AIM OF THE EXERCISE
Can the data below be set down again exactly, line for line?

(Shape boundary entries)

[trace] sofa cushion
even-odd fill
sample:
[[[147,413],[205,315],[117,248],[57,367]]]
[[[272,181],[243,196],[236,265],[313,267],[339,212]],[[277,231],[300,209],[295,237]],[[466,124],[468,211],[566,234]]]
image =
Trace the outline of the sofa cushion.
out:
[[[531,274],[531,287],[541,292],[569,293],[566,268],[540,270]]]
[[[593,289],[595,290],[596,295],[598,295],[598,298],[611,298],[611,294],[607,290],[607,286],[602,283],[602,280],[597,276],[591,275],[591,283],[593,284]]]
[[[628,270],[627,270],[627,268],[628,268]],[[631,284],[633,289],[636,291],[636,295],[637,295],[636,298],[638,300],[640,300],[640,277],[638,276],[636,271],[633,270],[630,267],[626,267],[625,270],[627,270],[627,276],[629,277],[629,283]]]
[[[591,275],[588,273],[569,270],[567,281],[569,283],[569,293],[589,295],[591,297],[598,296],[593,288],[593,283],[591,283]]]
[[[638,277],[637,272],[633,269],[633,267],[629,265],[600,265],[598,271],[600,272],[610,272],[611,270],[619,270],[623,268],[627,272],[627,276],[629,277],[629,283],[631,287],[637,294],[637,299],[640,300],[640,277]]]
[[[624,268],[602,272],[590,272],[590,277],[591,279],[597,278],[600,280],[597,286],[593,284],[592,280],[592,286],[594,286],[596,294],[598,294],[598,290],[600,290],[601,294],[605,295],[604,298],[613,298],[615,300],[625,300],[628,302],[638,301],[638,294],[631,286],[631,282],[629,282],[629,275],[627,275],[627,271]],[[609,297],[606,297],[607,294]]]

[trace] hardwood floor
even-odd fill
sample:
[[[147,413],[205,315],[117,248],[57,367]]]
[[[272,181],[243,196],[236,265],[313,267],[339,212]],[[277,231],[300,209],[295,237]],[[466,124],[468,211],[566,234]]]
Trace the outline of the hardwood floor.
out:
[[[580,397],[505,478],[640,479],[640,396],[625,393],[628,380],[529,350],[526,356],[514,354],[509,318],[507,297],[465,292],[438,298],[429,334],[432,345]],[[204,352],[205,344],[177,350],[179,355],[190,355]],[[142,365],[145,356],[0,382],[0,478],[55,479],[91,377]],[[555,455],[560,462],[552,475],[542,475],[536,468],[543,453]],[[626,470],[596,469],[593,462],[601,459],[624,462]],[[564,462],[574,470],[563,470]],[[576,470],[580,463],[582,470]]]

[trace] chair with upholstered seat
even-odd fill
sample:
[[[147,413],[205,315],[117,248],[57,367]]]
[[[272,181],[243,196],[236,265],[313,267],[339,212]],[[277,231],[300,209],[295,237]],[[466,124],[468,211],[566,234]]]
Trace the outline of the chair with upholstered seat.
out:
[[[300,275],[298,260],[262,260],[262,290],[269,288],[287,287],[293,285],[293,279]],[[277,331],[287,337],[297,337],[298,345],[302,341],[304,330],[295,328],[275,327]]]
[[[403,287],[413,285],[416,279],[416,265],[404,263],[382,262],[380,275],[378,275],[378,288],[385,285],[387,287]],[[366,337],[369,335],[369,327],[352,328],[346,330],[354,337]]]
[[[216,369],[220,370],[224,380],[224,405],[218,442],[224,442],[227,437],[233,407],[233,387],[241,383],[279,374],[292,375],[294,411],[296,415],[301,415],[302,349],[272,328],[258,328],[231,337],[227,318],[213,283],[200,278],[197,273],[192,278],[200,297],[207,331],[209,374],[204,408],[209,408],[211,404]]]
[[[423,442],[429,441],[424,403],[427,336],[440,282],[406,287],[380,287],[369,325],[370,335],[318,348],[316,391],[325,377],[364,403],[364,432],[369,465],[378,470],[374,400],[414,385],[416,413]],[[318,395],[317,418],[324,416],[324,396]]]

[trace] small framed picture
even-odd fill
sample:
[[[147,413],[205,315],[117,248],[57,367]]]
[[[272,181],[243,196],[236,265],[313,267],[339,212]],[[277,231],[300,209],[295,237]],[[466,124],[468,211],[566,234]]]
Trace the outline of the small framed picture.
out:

SOLUTION TO THIS EXERCISE
[trace] sofa cushion
even-odd fill
sample:
[[[147,413],[205,315],[117,248],[57,367]]]
[[[272,181],[243,196],[236,265],[313,267],[339,212]],[[277,231],[300,209],[295,237]],[[466,124],[468,211],[566,234]]]
image =
Trace the outline of the sofa cushion.
out:
[[[531,274],[531,287],[541,292],[569,293],[566,268],[540,270]]]
[[[593,289],[595,290],[596,295],[598,295],[598,298],[611,298],[611,294],[607,290],[607,286],[602,283],[602,280],[597,276],[591,275],[591,283],[593,284]]]
[[[628,270],[627,270],[627,268],[628,268]],[[631,284],[633,289],[636,291],[636,295],[637,295],[636,298],[638,300],[640,300],[640,277],[638,276],[636,271],[633,270],[630,267],[626,267],[625,270],[627,270],[627,276],[629,277],[629,283]]]
[[[591,275],[588,273],[569,270],[567,281],[569,283],[569,293],[589,295],[591,297],[598,296],[593,288],[593,283],[591,283]]]
[[[638,277],[637,272],[633,269],[633,267],[629,265],[600,265],[598,271],[600,272],[610,272],[611,270],[619,270],[623,268],[627,272],[627,276],[629,277],[629,283],[631,287],[637,294],[637,299],[640,300],[640,277]]]
[[[624,268],[602,272],[590,272],[590,277],[591,279],[597,278],[600,280],[597,286],[593,284],[592,280],[592,286],[594,286],[596,294],[598,294],[598,290],[600,290],[601,294],[605,295],[604,298],[613,298],[615,300],[625,300],[628,302],[638,301],[638,294],[631,286],[631,282],[629,282],[629,275],[627,275],[627,271]],[[609,297],[606,297],[607,294]]]

[trace] hardwood floor
even-odd fill
sample:
[[[147,413],[205,315],[117,248],[57,367]]]
[[[272,181],[243,196],[236,265],[313,267],[339,212]],[[277,231],[300,209],[295,237]],[[466,124],[468,211],[566,234]]]
Trace the outline of the hardwood floor.
out:
[[[580,397],[505,478],[640,479],[640,396],[625,393],[628,380],[529,350],[526,356],[514,354],[509,318],[507,297],[465,292],[438,298],[429,334],[432,345]],[[204,352],[205,344],[177,350],[179,355],[190,355]],[[142,365],[145,356],[0,382],[0,478],[55,479],[91,377]],[[555,455],[560,462],[552,475],[542,475],[536,468],[543,453]],[[626,470],[596,469],[593,462],[601,459],[624,462]],[[564,462],[574,470],[563,470]],[[576,470],[580,463],[582,470]]]

[trace] chair with upholstered seat
even-odd fill
sample:
[[[147,413],[205,315],[117,248],[57,367]]]
[[[272,181],[243,196],[236,265],[313,267],[339,212]],[[277,231],[300,209],[295,237]],[[466,124],[468,211],[566,234]]]
Trace the outline of the chair with upholstered seat.
out:
[[[300,275],[298,260],[262,260],[262,290],[269,288],[287,287],[293,285],[293,279]],[[277,331],[287,337],[297,337],[298,345],[302,341],[304,330],[295,328],[275,327]]]
[[[403,287],[413,285],[416,279],[416,265],[404,263],[382,262],[380,275],[378,275],[378,288],[385,285],[387,287]],[[366,337],[369,335],[369,327],[352,328],[346,330],[354,337]]]
[[[216,369],[220,370],[224,380],[224,405],[218,442],[224,442],[227,437],[233,407],[233,387],[241,383],[279,374],[292,375],[294,411],[296,415],[301,415],[302,349],[272,328],[258,328],[231,337],[227,318],[213,283],[200,278],[197,273],[192,278],[200,297],[207,331],[209,374],[204,408],[209,408],[211,404]]]
[[[423,442],[429,441],[424,403],[427,336],[440,282],[406,287],[380,287],[369,325],[370,335],[318,348],[316,391],[325,377],[364,403],[364,432],[369,465],[378,470],[374,400],[414,385],[416,413]],[[318,395],[317,418],[324,416],[324,396]]]

[trace] small framed picture
even-odd fill
sample:
[[[147,413],[205,315],[117,248],[57,367]]]
[[[272,181],[243,196],[236,265],[313,267],[339,212]],[[277,231],[300,209],[295,237]],[[466,124],[468,211],[566,234]]]
Trace the outline of the small framed picture.
out:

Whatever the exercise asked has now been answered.